* Goal of the exercise *
In the press release, what percentage of D.C. students were chronically absent in 2023?

* Excerpted passage *
^^^^
Press Release
February 11, 2025
Contact: Sam Stockwell
samuel_stockwell@gse.harvard.edu
617.495.0342
D.C. Ranked 32nd Among States in Math Recovery and 5th in Reading Between 2019 and 2024
Between 2022-2024, students made up an average of half a grade level in math and a quarter of a grade level in reading.
Chronic absenteeism has risen sharply in D.C., from 30% of students in 2019 to 48% in 2023, significantly slowing recovery.
(February 11, 2025) In its third year of reporting on the pace of academic recovery measures in districts nationwide, the Education Recovery Scorecard (a collaboration between the Center for Education Policy Research at Harvard University and The Educational Opportunity Project at Stanford University) is issuing its annual report on district-level student growth in math and reading.
The latest report also provides the first high resolution picture of where D.C. students’ academic recovery stood in Spring 2024, just before federal relief dollars expired in September. While the National Assessment of Educational Progress described changes in average achievement by state, we combine those scores with district scores on state assessments to describe the change in local communities throughout the District of Columbia. Here’s what we found:
- The District of Columbia ranked 1st among states in terms of recovery in math between 2022-2024 and 1st in reading between 2022 and 2024, reflecting rapid growth considering the district’s ranking of 32nd in math recovery in the full period between 2019-2024 and 5th in reading recovery in the full period between 2019-2024.
^^^^
(Stored items)
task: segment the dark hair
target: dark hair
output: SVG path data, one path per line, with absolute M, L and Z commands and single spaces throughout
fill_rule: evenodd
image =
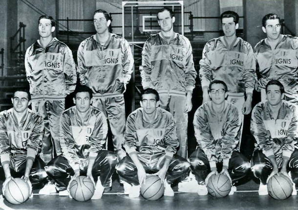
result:
M 235 24 L 238 23 L 239 21 L 239 15 L 235 12 L 233 11 L 226 11 L 220 15 L 220 21 L 222 23 L 223 18 L 233 18 L 234 19 Z
M 91 89 L 85 85 L 77 85 L 76 87 L 76 89 L 74 91 L 74 97 L 75 98 L 77 94 L 78 93 L 88 92 L 90 99 L 91 99 L 93 96 L 93 93 Z
M 210 84 L 209 84 L 209 89 L 208 90 L 208 91 L 210 92 L 210 91 L 211 90 L 212 85 L 213 85 L 213 84 L 221 84 L 224 86 L 224 88 L 225 89 L 225 93 L 228 92 L 228 86 L 227 86 L 227 84 L 225 83 L 225 82 L 221 80 L 218 80 L 217 79 L 215 79 L 210 82 Z
M 53 17 L 52 16 L 49 16 L 48 15 L 41 16 L 38 19 L 38 24 L 39 24 L 40 23 L 40 22 L 39 22 L 40 20 L 41 20 L 41 19 L 49 19 L 50 20 L 51 20 L 51 25 L 52 26 L 52 27 L 55 26 L 55 20 L 53 18 Z
M 110 15 L 106 10 L 104 10 L 103 9 L 98 9 L 97 10 L 94 12 L 94 13 L 93 14 L 93 17 L 97 13 L 103 13 L 105 16 L 105 18 L 106 18 L 106 21 L 109 20 L 111 21 L 111 22 L 112 21 L 112 19 L 111 18 Z
M 269 13 L 266 15 L 262 19 L 262 25 L 266 28 L 266 22 L 267 19 L 277 19 L 280 23 L 280 18 L 275 13 Z
M 159 100 L 159 95 L 158 94 L 158 93 L 155 90 L 152 89 L 152 88 L 147 88 L 141 91 L 141 100 L 142 101 L 143 100 L 143 95 L 151 94 L 155 95 L 155 100 L 156 100 L 156 101 Z
M 158 20 L 158 13 L 160 12 L 163 12 L 164 11 L 167 11 L 170 13 L 170 16 L 171 18 L 174 17 L 174 13 L 173 12 L 173 10 L 168 7 L 164 7 L 160 9 L 156 13 L 156 18 L 157 18 L 157 20 Z
M 29 89 L 27 88 L 18 88 L 16 89 L 16 90 L 14 92 L 14 95 L 12 96 L 13 98 L 15 97 L 15 94 L 16 92 L 25 92 L 28 95 L 28 100 L 30 101 L 31 99 L 31 96 L 30 94 L 30 92 L 29 91 Z
M 281 94 L 284 93 L 284 87 L 283 87 L 283 85 L 282 85 L 282 84 L 281 84 L 280 82 L 278 80 L 273 80 L 269 81 L 268 83 L 267 83 L 267 85 L 266 85 L 266 88 L 265 90 L 266 91 L 266 94 L 267 92 L 267 89 L 268 89 L 268 86 L 269 85 L 276 85 L 279 87 L 279 90 L 280 90 L 280 93 Z

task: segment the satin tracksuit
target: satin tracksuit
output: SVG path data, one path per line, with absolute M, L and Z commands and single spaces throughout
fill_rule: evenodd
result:
M 107 117 L 114 150 L 117 152 L 122 150 L 125 129 L 123 93 L 130 79 L 133 62 L 128 42 L 112 33 L 104 45 L 93 35 L 82 41 L 78 50 L 80 82 L 93 91 L 92 105 Z
M 95 179 L 100 176 L 103 186 L 108 187 L 118 163 L 117 155 L 104 149 L 107 125 L 103 113 L 90 106 L 86 118 L 82 119 L 78 112 L 75 106 L 62 114 L 59 129 L 62 154 L 44 167 L 59 191 L 66 190 L 75 172 L 85 174 L 91 159 L 95 159 L 92 168 Z
M 230 47 L 224 37 L 213 38 L 208 41 L 204 48 L 200 67 L 199 75 L 203 89 L 207 88 L 214 79 L 223 81 L 228 86 L 228 101 L 238 108 L 242 118 L 242 135 L 244 93 L 252 95 L 256 79 L 252 46 L 239 37 Z
M 1 178 L 5 178 L 3 164 L 9 163 L 13 177 L 21 177 L 25 172 L 26 160 L 32 159 L 29 178 L 32 187 L 43 187 L 47 177 L 44 163 L 39 155 L 43 134 L 43 117 L 28 109 L 20 124 L 18 121 L 13 108 L 0 113 Z
M 128 155 L 136 154 L 147 173 L 158 172 L 168 158 L 170 160 L 166 174 L 168 182 L 185 178 L 190 172 L 190 164 L 174 154 L 178 145 L 175 123 L 168 111 L 157 108 L 153 118 L 149 119 L 140 108 L 128 116 L 124 147 Z M 137 168 L 129 156 L 120 161 L 116 170 L 126 182 L 139 184 Z
M 69 48 L 54 38 L 45 48 L 39 40 L 27 49 L 25 67 L 32 110 L 43 117 L 45 131 L 41 156 L 47 163 L 61 153 L 59 120 L 65 109 L 65 97 L 75 88 L 76 66 Z
M 213 110 L 212 103 L 202 105 L 194 114 L 193 126 L 198 146 L 190 157 L 191 169 L 198 183 L 203 184 L 211 168 L 216 165 L 219 167 L 228 166 L 234 184 L 250 171 L 248 160 L 237 149 L 241 118 L 237 108 L 226 101 L 219 114 Z
M 178 33 L 170 41 L 161 33 L 151 36 L 143 48 L 140 72 L 143 88 L 156 90 L 160 107 L 173 115 L 180 143 L 177 154 L 187 158 L 188 117 L 183 110 L 186 94 L 192 93 L 197 75 L 190 41 Z
M 280 36 L 280 40 L 275 49 L 271 49 L 267 38 L 255 47 L 260 76 L 257 91 L 261 91 L 262 101 L 264 102 L 266 85 L 270 80 L 277 80 L 284 87 L 285 99 L 298 105 L 298 38 Z
M 288 170 L 293 181 L 298 183 L 298 107 L 282 100 L 275 118 L 267 101 L 258 103 L 253 110 L 251 132 L 255 139 L 255 150 L 252 160 L 252 171 L 255 177 L 266 184 L 272 171 L 268 157 L 274 157 L 279 168 L 283 157 L 290 158 Z

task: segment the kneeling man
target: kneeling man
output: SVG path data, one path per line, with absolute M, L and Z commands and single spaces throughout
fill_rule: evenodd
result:
M 60 195 L 67 195 L 69 183 L 80 175 L 86 175 L 93 182 L 93 176 L 98 177 L 91 198 L 98 199 L 101 198 L 105 187 L 109 186 L 118 158 L 114 153 L 103 149 L 107 132 L 106 119 L 99 110 L 91 106 L 92 91 L 79 86 L 75 93 L 76 105 L 65 110 L 60 119 L 59 142 L 62 154 L 45 167 L 56 186 L 45 186 L 40 194 L 57 190 Z
M 116 170 L 121 178 L 132 184 L 128 190 L 130 198 L 140 195 L 147 173 L 157 175 L 164 182 L 164 195 L 172 196 L 170 184 L 188 175 L 190 164 L 175 154 L 179 146 L 175 122 L 169 112 L 158 107 L 157 92 L 146 89 L 141 99 L 141 107 L 130 114 L 127 121 L 124 147 L 128 156 L 120 161 Z
M 285 90 L 277 80 L 266 85 L 267 100 L 253 110 L 251 132 L 256 143 L 252 171 L 260 181 L 259 195 L 268 193 L 268 177 L 277 173 L 289 176 L 298 182 L 298 112 L 296 105 L 282 100 Z M 279 171 L 280 170 L 280 171 Z M 292 194 L 297 194 L 293 184 Z
M 192 172 L 198 183 L 197 193 L 208 194 L 206 184 L 210 177 L 218 172 L 231 180 L 230 194 L 235 185 L 250 170 L 248 160 L 237 147 L 241 136 L 241 116 L 237 108 L 226 99 L 228 88 L 224 82 L 214 80 L 209 85 L 211 100 L 202 105 L 193 117 L 198 146 L 190 157 Z
M 13 177 L 22 176 L 34 188 L 42 187 L 47 177 L 44 163 L 39 157 L 43 121 L 28 108 L 30 99 L 28 91 L 17 90 L 11 99 L 13 107 L 0 113 L 0 175 L 5 178 L 3 194 Z

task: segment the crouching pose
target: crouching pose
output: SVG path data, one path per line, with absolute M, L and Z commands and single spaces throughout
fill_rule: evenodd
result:
M 29 92 L 16 91 L 12 102 L 13 108 L 0 113 L 0 175 L 5 175 L 3 192 L 13 177 L 22 176 L 36 188 L 43 187 L 47 177 L 44 163 L 39 156 L 43 134 L 43 117 L 28 108 L 31 103 Z
M 127 121 L 124 147 L 129 156 L 120 161 L 116 170 L 121 178 L 132 184 L 128 190 L 129 197 L 139 196 L 146 173 L 157 175 L 164 182 L 164 195 L 172 196 L 170 184 L 188 175 L 190 164 L 174 154 L 179 146 L 176 126 L 171 114 L 158 107 L 157 92 L 145 89 L 141 98 L 142 107 L 130 114 Z
M 75 92 L 76 105 L 65 110 L 60 120 L 62 155 L 45 167 L 56 186 L 47 185 L 40 194 L 57 190 L 60 195 L 68 195 L 68 184 L 80 175 L 86 175 L 93 182 L 93 177 L 95 179 L 98 177 L 91 199 L 100 199 L 105 187 L 109 186 L 118 158 L 113 153 L 103 149 L 107 132 L 106 119 L 103 113 L 90 105 L 92 91 L 85 86 L 78 86 Z
M 223 81 L 212 81 L 209 90 L 211 101 L 199 107 L 193 117 L 198 147 L 191 155 L 190 162 L 200 195 L 208 194 L 206 184 L 211 175 L 218 172 L 231 179 L 230 194 L 234 194 L 235 185 L 250 170 L 248 160 L 236 149 L 242 119 L 237 108 L 226 100 L 227 90 Z
M 268 194 L 267 180 L 277 173 L 289 176 L 290 171 L 294 183 L 298 182 L 297 107 L 282 100 L 285 92 L 279 81 L 270 81 L 265 91 L 267 100 L 255 105 L 251 124 L 256 140 L 252 171 L 260 180 L 259 195 Z M 295 184 L 293 192 L 297 193 Z

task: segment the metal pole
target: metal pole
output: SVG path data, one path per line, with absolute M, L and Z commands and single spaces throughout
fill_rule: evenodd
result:
M 68 22 L 68 17 L 67 17 L 66 19 L 66 23 L 67 23 L 67 44 L 69 43 L 69 35 L 68 33 L 69 33 L 69 26 Z

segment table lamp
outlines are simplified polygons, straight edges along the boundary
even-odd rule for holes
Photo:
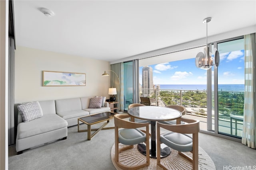
[[[114,102],[116,101],[116,97],[114,96],[114,95],[116,94],[117,94],[117,93],[116,93],[116,88],[108,88],[108,94],[110,95],[112,95],[112,96],[109,98],[109,100],[110,102]]]

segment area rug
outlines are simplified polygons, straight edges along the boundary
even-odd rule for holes
[[[119,148],[121,148],[126,145],[119,143]],[[200,170],[214,170],[216,168],[214,164],[209,155],[200,147],[198,149],[198,164]],[[188,155],[192,157],[191,152],[187,152]],[[116,168],[118,170],[121,170],[115,162],[115,144],[112,146],[111,151],[111,160],[112,162]],[[133,148],[127,149],[122,152],[119,154],[119,161],[120,162],[127,166],[136,165],[140,163],[141,161],[146,160],[146,156],[142,154],[138,150],[137,145],[134,145]],[[145,166],[140,169],[144,170],[162,170],[162,168],[156,164],[156,159],[151,158],[150,159],[150,164],[148,166]],[[178,154],[177,151],[172,149],[171,154],[168,156],[162,158],[161,160],[162,164],[168,167],[170,170],[190,170],[192,169],[192,163],[187,159]]]

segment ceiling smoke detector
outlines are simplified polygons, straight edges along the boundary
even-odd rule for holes
[[[51,17],[54,15],[54,13],[50,10],[47,8],[42,8],[41,12],[47,17]]]

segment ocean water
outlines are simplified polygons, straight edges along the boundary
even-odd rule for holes
[[[159,84],[160,89],[206,90],[206,84]],[[212,86],[213,90],[213,85]],[[218,84],[218,91],[244,92],[244,84]]]

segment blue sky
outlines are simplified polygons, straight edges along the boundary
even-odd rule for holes
[[[220,54],[218,84],[244,83],[244,50]],[[206,71],[196,67],[194,58],[148,66],[153,69],[154,84],[206,84]],[[141,84],[142,67],[140,67]]]

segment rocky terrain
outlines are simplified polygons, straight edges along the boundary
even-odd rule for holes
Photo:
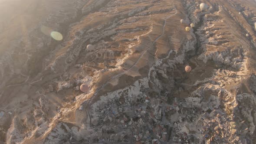
[[[0,3],[0,143],[256,143],[256,1]]]

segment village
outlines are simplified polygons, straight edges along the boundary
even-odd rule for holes
[[[207,141],[219,143],[246,142],[240,140],[239,133],[248,131],[244,121],[232,122],[231,117],[222,113],[214,102],[204,102],[202,98],[191,102],[193,98],[170,98],[147,95],[145,92],[109,99],[91,113],[91,126],[102,134],[92,134],[88,142],[117,142],[138,144],[198,144]],[[85,105],[86,102],[82,105]],[[79,108],[83,109],[83,105]],[[216,106],[216,105],[217,106]],[[244,131],[236,132],[236,125]],[[202,141],[203,140],[203,141]]]

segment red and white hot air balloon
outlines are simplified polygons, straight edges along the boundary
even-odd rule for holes
[[[84,92],[87,92],[89,90],[89,87],[88,86],[88,85],[86,84],[82,84],[80,86],[80,90]]]
[[[185,71],[186,71],[186,72],[189,72],[191,71],[191,68],[190,66],[187,65],[187,66],[186,66],[186,67],[185,67]]]

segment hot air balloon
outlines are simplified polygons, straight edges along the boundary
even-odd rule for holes
[[[249,37],[249,36],[250,36],[250,35],[249,35],[249,33],[246,33],[246,36]]]
[[[187,26],[185,28],[185,30],[186,30],[186,32],[188,32],[190,30],[190,27],[188,27],[188,26]]]
[[[80,90],[84,92],[87,92],[89,90],[89,87],[88,87],[88,85],[86,84],[82,84],[80,86]]]
[[[200,7],[201,11],[205,10],[208,9],[208,5],[206,3],[201,3]]]
[[[86,48],[90,49],[90,48],[92,48],[93,47],[93,46],[91,44],[89,44],[87,45],[87,46],[86,46]]]
[[[189,65],[187,65],[185,67],[185,71],[187,72],[189,72],[191,71],[191,67]]]

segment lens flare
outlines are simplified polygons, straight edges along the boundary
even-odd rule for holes
[[[63,36],[61,33],[58,32],[53,31],[51,33],[51,36],[53,39],[56,40],[62,40],[63,39]]]

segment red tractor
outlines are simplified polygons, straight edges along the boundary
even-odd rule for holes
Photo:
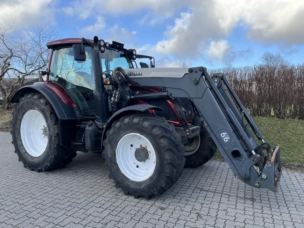
[[[11,100],[17,103],[12,143],[24,167],[47,171],[71,162],[76,151],[102,153],[116,186],[149,198],[217,147],[239,180],[277,191],[279,147],[265,142],[223,74],[155,68],[153,57],[97,36],[47,45],[46,82],[22,88]],[[143,58],[150,67],[137,68]]]

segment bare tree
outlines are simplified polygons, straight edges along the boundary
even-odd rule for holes
[[[277,67],[286,66],[290,64],[290,61],[285,59],[279,52],[274,54],[269,51],[266,51],[260,59],[263,64],[268,67]]]
[[[8,108],[11,98],[25,80],[39,78],[43,81],[38,71],[48,63],[50,52],[45,44],[59,37],[48,25],[38,24],[13,36],[8,34],[14,23],[0,28],[0,91],[4,109]]]
[[[181,63],[181,67],[183,68],[188,68],[188,64],[187,62],[186,61],[186,60],[184,59]]]

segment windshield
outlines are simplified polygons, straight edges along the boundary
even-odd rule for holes
[[[101,63],[104,73],[111,74],[116,67],[123,69],[132,68],[129,57],[123,51],[106,48],[105,52],[101,54]]]

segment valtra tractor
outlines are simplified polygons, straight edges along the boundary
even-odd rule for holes
[[[47,45],[46,82],[22,87],[11,100],[12,143],[25,167],[46,171],[77,151],[102,154],[117,187],[148,198],[218,148],[236,178],[277,192],[279,147],[265,141],[223,74],[155,68],[153,57],[97,36]],[[150,67],[138,67],[140,58]]]

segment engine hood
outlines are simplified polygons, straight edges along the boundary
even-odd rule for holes
[[[125,69],[130,78],[182,78],[188,68],[135,68]]]

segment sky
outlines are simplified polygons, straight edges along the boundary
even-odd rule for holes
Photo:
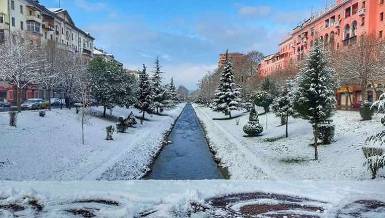
[[[159,55],[163,84],[197,88],[217,67],[219,54],[279,51],[280,40],[334,1],[40,0],[67,10],[94,46],[131,70],[150,75]]]

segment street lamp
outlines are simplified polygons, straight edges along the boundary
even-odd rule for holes
[[[63,93],[63,84],[61,83],[57,86],[57,88],[60,91],[60,109],[63,108],[63,102],[62,102],[62,94]]]

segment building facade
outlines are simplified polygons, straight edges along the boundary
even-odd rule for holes
[[[241,57],[243,56],[242,52],[228,53],[227,57],[229,59],[234,59],[237,57]],[[219,61],[218,63],[218,67],[221,67],[226,64],[226,53],[219,54]]]
[[[375,32],[379,38],[385,37],[385,2],[384,0],[337,0],[327,8],[316,14],[282,38],[279,44],[280,51],[274,56],[267,56],[260,65],[259,73],[268,75],[274,69],[283,68],[291,62],[303,60],[312,49],[316,37],[325,45],[330,44],[339,49],[355,43],[365,32]],[[358,38],[357,38],[358,36]],[[350,106],[352,102],[362,99],[375,101],[382,93],[383,86],[377,84],[377,93],[368,86],[362,93],[360,87],[350,86],[337,91],[338,104]],[[350,97],[349,96],[350,95]]]
[[[86,63],[92,57],[94,38],[76,27],[66,10],[46,8],[36,0],[0,0],[0,43],[19,30],[42,45],[55,42],[58,48],[78,54]],[[15,89],[8,82],[0,81],[0,101],[15,102]],[[44,97],[38,84],[29,84],[23,89],[19,96],[22,101]]]

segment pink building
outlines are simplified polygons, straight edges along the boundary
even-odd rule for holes
[[[358,39],[357,35],[365,32],[374,32],[379,38],[384,37],[384,2],[385,0],[336,1],[281,39],[279,52],[274,56],[265,57],[260,65],[259,73],[267,75],[274,69],[285,67],[291,61],[303,60],[313,47],[316,37],[323,40],[325,45],[333,42],[337,49],[355,43]],[[339,105],[350,105],[347,97],[349,94],[353,102],[362,99],[362,94],[367,94],[368,100],[371,101],[374,96],[375,98],[381,94],[371,93],[370,89],[368,93],[362,93],[359,87],[349,89],[337,92]],[[382,93],[382,89],[380,89]]]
^^^^
* Solution for this problem *
48%